WHAT IS EXPECTED: Using the data beneath this instruction, retype only the lines from the one that contains "Target: yellow stamen" down to the one that contains "[locate] the dark", both included, exactly as they appear.

§

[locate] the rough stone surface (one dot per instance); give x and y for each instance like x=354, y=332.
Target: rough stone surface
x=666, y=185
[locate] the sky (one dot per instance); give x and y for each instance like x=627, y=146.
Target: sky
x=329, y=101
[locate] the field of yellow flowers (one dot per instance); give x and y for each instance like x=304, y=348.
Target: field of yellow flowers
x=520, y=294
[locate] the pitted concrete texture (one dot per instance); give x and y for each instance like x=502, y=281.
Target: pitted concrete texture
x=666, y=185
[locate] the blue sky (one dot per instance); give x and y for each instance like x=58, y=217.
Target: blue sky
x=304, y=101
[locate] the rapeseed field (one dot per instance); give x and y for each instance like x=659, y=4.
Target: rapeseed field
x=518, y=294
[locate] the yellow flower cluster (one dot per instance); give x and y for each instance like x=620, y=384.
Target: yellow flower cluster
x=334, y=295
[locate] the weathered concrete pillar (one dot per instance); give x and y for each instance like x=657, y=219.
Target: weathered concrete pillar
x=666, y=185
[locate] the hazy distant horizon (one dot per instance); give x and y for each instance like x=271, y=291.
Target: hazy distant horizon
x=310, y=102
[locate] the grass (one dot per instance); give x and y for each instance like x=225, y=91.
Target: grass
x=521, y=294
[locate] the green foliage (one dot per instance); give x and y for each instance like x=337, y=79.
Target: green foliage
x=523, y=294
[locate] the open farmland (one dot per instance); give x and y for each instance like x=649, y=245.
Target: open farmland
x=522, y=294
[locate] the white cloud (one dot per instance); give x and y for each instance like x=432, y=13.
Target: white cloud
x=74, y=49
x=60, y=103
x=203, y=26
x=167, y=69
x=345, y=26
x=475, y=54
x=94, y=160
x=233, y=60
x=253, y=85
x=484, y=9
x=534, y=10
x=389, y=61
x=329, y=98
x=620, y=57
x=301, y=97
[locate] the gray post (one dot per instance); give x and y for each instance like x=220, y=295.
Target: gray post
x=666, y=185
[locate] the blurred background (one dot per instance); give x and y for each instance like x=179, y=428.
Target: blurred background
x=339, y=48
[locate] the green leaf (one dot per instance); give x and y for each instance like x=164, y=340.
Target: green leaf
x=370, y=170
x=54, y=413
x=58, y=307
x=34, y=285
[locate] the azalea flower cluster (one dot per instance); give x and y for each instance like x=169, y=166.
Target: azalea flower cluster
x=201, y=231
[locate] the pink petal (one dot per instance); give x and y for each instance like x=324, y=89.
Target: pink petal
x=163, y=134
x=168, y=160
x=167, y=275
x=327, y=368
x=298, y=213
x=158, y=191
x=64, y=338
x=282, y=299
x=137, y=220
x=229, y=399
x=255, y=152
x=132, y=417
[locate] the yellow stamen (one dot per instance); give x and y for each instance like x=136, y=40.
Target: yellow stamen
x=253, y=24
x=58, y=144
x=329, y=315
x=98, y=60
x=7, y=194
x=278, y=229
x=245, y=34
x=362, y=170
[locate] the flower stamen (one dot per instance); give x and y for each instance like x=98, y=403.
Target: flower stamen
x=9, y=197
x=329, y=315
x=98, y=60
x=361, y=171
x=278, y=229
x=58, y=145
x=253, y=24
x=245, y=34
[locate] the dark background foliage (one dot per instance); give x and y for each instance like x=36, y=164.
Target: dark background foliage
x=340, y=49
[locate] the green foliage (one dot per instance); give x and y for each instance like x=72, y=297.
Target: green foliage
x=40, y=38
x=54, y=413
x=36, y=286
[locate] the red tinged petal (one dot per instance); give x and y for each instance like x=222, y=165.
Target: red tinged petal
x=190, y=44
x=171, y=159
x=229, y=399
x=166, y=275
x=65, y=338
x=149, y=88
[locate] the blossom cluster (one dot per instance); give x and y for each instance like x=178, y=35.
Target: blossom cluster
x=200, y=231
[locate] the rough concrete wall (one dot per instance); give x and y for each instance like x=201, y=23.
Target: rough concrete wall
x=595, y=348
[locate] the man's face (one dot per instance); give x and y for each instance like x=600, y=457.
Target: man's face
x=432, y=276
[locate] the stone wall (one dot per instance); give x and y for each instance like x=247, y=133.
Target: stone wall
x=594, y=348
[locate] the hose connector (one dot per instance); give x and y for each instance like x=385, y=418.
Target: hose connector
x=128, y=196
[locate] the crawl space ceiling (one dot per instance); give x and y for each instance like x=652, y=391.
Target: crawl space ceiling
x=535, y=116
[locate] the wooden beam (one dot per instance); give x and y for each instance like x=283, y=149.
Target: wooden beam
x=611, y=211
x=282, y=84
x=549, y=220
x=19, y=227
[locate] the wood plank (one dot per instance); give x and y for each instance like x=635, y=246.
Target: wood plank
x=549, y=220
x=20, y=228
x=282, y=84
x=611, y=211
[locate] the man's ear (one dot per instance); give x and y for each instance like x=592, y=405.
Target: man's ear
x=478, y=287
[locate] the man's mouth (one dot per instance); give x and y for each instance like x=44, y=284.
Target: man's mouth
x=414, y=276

§

SOLVED EXERCISE:
Target: yellow stamen
x=253, y=24
x=58, y=144
x=329, y=315
x=98, y=60
x=7, y=194
x=278, y=229
x=245, y=34
x=362, y=170
[locate] the flower stamen (one dot per instance); give x and y for each instance like x=98, y=403.
Target: flower stamen
x=9, y=197
x=329, y=315
x=98, y=60
x=361, y=171
x=278, y=229
x=58, y=145
x=253, y=24
x=245, y=34
[locate] the dark background foliage (one dot per instance); give x and y for each instance like x=36, y=164.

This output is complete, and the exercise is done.